§ **Goal of the exercise**: Your task is to print every entry below exactly as given.

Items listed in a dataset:
┌──

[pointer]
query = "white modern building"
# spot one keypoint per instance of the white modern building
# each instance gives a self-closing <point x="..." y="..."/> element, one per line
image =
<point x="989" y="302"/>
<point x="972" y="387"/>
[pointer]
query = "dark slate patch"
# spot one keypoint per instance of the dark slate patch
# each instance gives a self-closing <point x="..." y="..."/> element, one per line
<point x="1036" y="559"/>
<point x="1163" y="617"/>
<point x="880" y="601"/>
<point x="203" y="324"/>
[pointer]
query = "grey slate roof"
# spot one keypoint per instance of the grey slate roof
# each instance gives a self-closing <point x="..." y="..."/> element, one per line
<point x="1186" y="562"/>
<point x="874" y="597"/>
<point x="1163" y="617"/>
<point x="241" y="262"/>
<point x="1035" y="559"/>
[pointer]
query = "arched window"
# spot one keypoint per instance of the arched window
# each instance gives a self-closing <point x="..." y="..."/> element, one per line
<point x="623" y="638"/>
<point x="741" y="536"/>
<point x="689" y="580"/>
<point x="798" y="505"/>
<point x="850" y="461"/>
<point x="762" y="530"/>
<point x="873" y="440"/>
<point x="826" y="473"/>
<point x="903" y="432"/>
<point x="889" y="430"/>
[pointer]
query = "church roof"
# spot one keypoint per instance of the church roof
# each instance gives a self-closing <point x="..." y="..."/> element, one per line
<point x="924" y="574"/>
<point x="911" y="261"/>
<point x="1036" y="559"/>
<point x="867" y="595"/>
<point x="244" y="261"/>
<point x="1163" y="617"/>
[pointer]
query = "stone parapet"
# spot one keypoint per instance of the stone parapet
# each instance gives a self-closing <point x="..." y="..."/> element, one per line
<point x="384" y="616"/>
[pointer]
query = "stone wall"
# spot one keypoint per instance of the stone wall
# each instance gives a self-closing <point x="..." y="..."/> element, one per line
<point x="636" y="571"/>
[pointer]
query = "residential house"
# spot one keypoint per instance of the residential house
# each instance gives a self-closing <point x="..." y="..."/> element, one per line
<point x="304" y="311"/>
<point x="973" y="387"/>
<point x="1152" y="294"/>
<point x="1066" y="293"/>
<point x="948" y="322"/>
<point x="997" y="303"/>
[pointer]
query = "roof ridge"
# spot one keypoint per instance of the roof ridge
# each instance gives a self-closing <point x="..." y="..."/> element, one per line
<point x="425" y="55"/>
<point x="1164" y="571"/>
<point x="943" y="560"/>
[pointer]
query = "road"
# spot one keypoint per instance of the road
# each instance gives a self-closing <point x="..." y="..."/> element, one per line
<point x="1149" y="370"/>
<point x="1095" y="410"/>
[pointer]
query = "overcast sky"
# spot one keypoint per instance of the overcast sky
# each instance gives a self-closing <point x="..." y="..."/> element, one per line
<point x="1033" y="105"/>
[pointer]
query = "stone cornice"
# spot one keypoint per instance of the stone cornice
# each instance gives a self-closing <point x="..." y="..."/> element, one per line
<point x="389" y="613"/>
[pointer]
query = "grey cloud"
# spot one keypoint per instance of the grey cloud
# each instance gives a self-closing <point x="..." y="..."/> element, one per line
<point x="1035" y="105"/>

└──

§ **Solution to the problem**:
[pointer]
query = "white modern building"
# spot one keypoint per instance of the white modern building
# each instance gives a self-closing <point x="..." y="..."/> element, one per line
image =
<point x="989" y="302"/>
<point x="972" y="387"/>
[pointer]
query = "dark slate patch"
# spot one keypoint per instance of the dark slate patch
# each instance gives a self-closing <point x="..." y="..."/> element, one per line
<point x="1036" y="559"/>
<point x="1163" y="617"/>
<point x="880" y="601"/>
<point x="203" y="324"/>
[pointer]
query = "grey slate roof"
# spot one keypoint per instance of the grey slate roof
# each instance gives a self-closing <point x="..." y="..."/> element, one per line
<point x="1186" y="562"/>
<point x="874" y="597"/>
<point x="1163" y="617"/>
<point x="241" y="262"/>
<point x="1035" y="559"/>
[pointer]
query = "arched window"
# spot one keypoint per instance of the arched window
# each instance gives a self-closing <point x="..." y="..."/> element, one per line
<point x="623" y="638"/>
<point x="741" y="536"/>
<point x="689" y="580"/>
<point x="798" y="505"/>
<point x="850" y="461"/>
<point x="762" y="530"/>
<point x="873" y="440"/>
<point x="826" y="473"/>
<point x="903" y="432"/>
<point x="889" y="430"/>
[pointer]
query = "church roof"
# spot one keypoint per instance of the church roof
# each instance gives a self-closing <point x="..." y="..."/> element, one per line
<point x="924" y="574"/>
<point x="911" y="261"/>
<point x="1036" y="559"/>
<point x="867" y="595"/>
<point x="244" y="261"/>
<point x="1163" y="617"/>
[pointer]
query = "stone parapet"
# spot one keypoint per instance of the stone parapet
# each instance gives a self-closing <point x="..." y="..."/> element, one per line
<point x="384" y="616"/>
[pointer]
query = "stone wall"
# spot one keypoint per instance of the stone wall
# each instance gives a self-closing <point x="..." y="..."/> element, one per line
<point x="636" y="571"/>
[pointer]
query = "residential house"
# spot one keypoint per instance of the residential house
# each instance gives a self-closing <point x="..." y="..."/> element, one per line
<point x="304" y="311"/>
<point x="973" y="387"/>
<point x="1152" y="294"/>
<point x="1066" y="293"/>
<point x="948" y="322"/>
<point x="997" y="303"/>
[pointer]
query = "roof ridge"
# spot one keypoint per instance of the roof ridge
# each instance gives a self-closing <point x="..." y="..."/> element, one per line
<point x="425" y="55"/>
<point x="1164" y="571"/>
<point x="943" y="560"/>
[pointer]
query = "road"
# spot one keypoint per instance of the road
# each instance gives a self-closing <point x="..." y="..."/> element, one per line
<point x="1149" y="370"/>
<point x="1095" y="410"/>
[pointer]
query = "overcast sky"
# spot one keypoint per instance of the overcast sky
# each instance gives a self-closing <point x="..." y="..."/> element, one per line
<point x="1033" y="105"/>
[pointer]
query = "stone cornice"
# spot one keypoint per instance of the stone cornice
# each instance gives a self-closing <point x="..." y="..."/> element, one per line
<point x="389" y="613"/>
[pointer]
query = "grey cloud"
# spot one keypoint per instance of the grey cloud
# each instance gives a self-closing <point x="..." y="..."/> element, one per line
<point x="1035" y="105"/>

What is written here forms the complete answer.